- Given instruction a -
Decide whether each statement agrees with the Rockwell review: (i) the show holds 57 Rockwells borrowed from Steven Spielberg and George Lucas; (ii) Rockwell used a woman to model the three old biddies; (iii) the show opened on a Saturday. Answer each with yes or no, and quote the deciding words.

=== Extract ===

Norman Rockwell exhibit opens at the Smithsonian American Art Museum
By Blake Gopnik
Sunday, July 4, 2010; E01
This Fourth of July, let's celebrate courage. It took courage to split from England, courage to risk democracy and still more courage to dream up a constitution to preserve it.
Courage has been the signature virtue of almost every great American: Emily Dickinson was brave to warp grammar, Louis Armstrong was brave to blow jazz and Jackson Pollock was brave to paint splats.
Norman Rockwell is often championed as the great painter of American virtues. Yet the one virtue most nearly absent from his work is courage. He doesn't challenge any of us, or himself, to think new thoughts or try new acts or look with fresh eyes. From the docile realism of his style to the received ideas of his subjects, Rockwell reliably keeps us right in the middle of our comfort zone.
Definitely not in the middle of Mr. Gopnik's comfort zone, however.
A new show of 57 Rockwells, borrowed from the collections of Hollywood celebrities Steven Spielberg and George Lucas, opened Friday at the Smithsonian American Art Museum.
Right, Spielberg and Lucas are "Hollywood celebrities," same as Paris Hilton and the Kardashians. (By the way, I'm not a big fan of Lucas's movies after American Graffiti and Star Wars, but I've got to admit the man's got good taste in architecture. His Skywalker Ranch in Marin County looks like what the world would look like today if the Great War hadn't come along in 1914 and ruined the West's self-confidence.)
It includes oil paintings and drawings, and every one of them is a perfect depiction of what we've been taught to think of as true Rockwellian America.
There's the small-town runaway, and the cop who takes him out for a malt before returning him home. Aw, shucks.
There are the three old biddies gossiping, imagined as so ancient and gnarled that Rockwell had to use a man in drag to model them. What a hoot!
There's the remote blonde in her convertible being joshed by a couple of truckers. Jeez, lady, wontcha give those guys a wink? ...
Of course, the "art" in Rockwell's pictures isn't that modern stuff promoted by Picasso and his crowd. Rockwell's painted realism tells us that his pictures are the real thing, old-fashioned and skilled -- the very art admired by the kinds of regular, all-American folk his craft is used to depict, and to whom it sells magazines and products.
By the 1930s, making pictures the way Rockwell did couldn't count as just a neutral preference for the old. In the hands of America's Favorite Artist, it stood as a willed repudiation of the new. Judging from the fan mail that survives, that's precisely how it was read. Rockwell panders, in the very substance of his pictures' making, to his public's fear of change.
Rockwell's greatest sin as an artist is simple: His is an art of unending cliché. The reason we so easily "recognize ourselves" in his paintings is because they reflect the standard image we already know. His stories resonate so strongly because they are the stories we've told ourselves a thousand times.

=== Listed entries ===

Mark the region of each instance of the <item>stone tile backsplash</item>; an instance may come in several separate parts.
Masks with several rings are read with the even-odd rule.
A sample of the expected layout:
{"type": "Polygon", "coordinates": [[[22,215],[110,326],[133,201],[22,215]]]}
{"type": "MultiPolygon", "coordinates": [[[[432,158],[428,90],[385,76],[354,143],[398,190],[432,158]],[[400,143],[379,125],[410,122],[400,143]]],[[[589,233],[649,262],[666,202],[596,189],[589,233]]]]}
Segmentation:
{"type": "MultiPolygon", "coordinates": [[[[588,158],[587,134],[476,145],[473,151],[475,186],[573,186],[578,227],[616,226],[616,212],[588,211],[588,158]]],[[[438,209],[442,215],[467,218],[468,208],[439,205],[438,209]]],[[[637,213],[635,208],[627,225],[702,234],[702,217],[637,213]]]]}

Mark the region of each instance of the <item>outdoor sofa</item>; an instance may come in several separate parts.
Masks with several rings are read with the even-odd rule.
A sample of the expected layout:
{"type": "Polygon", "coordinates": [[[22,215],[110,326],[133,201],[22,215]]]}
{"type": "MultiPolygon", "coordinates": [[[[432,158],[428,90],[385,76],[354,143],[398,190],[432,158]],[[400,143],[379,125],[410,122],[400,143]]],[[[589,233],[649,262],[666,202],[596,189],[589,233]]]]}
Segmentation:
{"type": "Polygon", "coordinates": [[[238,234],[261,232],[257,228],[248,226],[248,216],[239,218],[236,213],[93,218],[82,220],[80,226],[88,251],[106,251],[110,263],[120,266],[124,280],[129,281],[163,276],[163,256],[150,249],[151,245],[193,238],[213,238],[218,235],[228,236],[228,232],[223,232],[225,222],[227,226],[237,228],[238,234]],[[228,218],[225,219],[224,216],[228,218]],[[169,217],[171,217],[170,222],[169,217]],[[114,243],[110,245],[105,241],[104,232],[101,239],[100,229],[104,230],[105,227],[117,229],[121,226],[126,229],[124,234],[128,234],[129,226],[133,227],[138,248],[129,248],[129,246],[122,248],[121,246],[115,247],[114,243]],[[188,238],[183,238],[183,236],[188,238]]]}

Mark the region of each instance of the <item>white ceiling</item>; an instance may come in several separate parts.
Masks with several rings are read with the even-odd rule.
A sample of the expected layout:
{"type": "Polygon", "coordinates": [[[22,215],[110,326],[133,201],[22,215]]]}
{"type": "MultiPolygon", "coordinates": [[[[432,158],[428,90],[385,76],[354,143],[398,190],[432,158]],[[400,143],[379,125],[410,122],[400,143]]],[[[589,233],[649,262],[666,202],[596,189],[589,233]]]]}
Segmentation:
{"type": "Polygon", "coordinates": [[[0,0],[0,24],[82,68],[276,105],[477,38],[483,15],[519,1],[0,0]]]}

===

- Given instruction b -
Convert the entries into a Markdown table with the columns Row and Line. Start from the line with "Mark the region of each instance of the <item>white" and go up to and including the last line of the entries. Number the rows, and leave out blank lines.

- Task result a -
(i) Yes: "A new show of 57 Rockwells, borrowed from the collections of Hollywood celebrities Steven Spielberg and George Lucas"
(ii) No: "Rockwell had to use a man in drag to model them"
(iii) No: "opened Friday at the Smithsonian American Art Museum"

- Task result b -
| Row | Line |
|---|---|
| 1 | Mark the region of each instance of the <item>white ceiling</item>; an instance may come in several separate parts. |
| 2 | Masks with several rings are read with the even-odd rule. |
| 3 | A sample of the expected layout: |
| 4 | {"type": "Polygon", "coordinates": [[[22,215],[110,326],[133,201],[22,215]]]} |
| 5 | {"type": "MultiPolygon", "coordinates": [[[[432,158],[428,90],[385,76],[354,143],[398,190],[432,158]],[[400,143],[379,125],[410,122],[400,143]]],[[[589,233],[649,262],[666,202],[596,189],[589,233]]]]} |
| 6 | Segmentation: |
| 7 | {"type": "Polygon", "coordinates": [[[0,0],[0,24],[82,68],[276,105],[477,38],[483,15],[519,1],[0,0]]]} |